* [GIVEN INSTRUCTION]
In the conversation on theory and art-making below, how long does Silvia say the reading group lasted?

* [PAGE EXTRACT]
Video still from After Hiroshima Mon Amour, 2008. 22 mins., video and b+w film. Courtesy the artist.

Video still from After Hiroshima Mon Amour, 2008. 22 mins., video and b+w film. Courtesy of the artist.

CHRYSANNE:

Did the reading group last a long time?

SILVIA:

I think it lasted about a year. But then for about a decade I read French and British film theory, post-structuralist philosophy, the French psychoanalytic feminists, post-colonial theory, progressive approaches to anthropology. I also received an education at the conferences that took place almost weekly in New York in the early 1980s, which brought together people from all those fields, but driven largely by an art context. In fact, I would say that I reached my surfeit of conferences in that period!

SUSAN:

When I was at Cal Arts, I watched nearly every film by Jean-Marie Straub and Danièle Huillet. We did this in the context of Michael Asher’s class and so we didn’t talk about the films strictly in the terms of film theory, but one of the upshots of watching those films for me was a serious consideration of the notion of resistance as a model, something I still think about.  I wonder if that was also part of your thinking?

SILVIA:

Resistance in what way?

SUSAN:

Resistance as a model for a critical practice. Not in relationship to consumerism, but informing the the kind of work one produces; how much criticality (based on a theoretical model) one is going to adopt in making work, because for me the relationship of critical theory to making work seems somewhat problematic.

SILVIA:

Why?

SUSAN:

All the theory that I learned informs my thinking but I don’t feel that there is a direct line between that understanding and the work I make. They don’t do the same thing, and I don’t really expect them to do the same thing. Now, as a more mature adult, looking back retrospectively, I would imagine that the people who were my teachers and mentors would frown upon the work I make.

* [ENTRIES]
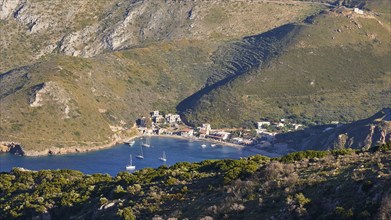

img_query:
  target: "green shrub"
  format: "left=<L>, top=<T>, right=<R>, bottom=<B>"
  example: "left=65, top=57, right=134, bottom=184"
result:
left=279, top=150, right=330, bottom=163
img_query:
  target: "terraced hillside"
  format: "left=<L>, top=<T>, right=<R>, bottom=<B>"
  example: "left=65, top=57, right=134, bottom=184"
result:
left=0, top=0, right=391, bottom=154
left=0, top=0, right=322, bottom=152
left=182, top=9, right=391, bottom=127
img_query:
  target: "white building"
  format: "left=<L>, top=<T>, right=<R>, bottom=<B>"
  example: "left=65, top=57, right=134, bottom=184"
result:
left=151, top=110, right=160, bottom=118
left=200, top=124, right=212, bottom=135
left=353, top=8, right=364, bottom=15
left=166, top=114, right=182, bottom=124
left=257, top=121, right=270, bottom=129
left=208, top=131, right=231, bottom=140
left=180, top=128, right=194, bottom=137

---

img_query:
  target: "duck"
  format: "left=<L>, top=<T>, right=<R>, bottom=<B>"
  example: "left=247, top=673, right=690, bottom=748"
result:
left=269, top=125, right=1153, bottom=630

...

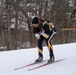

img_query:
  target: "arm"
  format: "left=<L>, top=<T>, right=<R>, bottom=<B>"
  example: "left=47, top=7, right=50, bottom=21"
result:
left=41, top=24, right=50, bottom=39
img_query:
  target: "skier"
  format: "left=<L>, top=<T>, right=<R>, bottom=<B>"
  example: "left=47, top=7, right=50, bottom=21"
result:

* [SOLUTION TO THE PROBLEM]
About a year.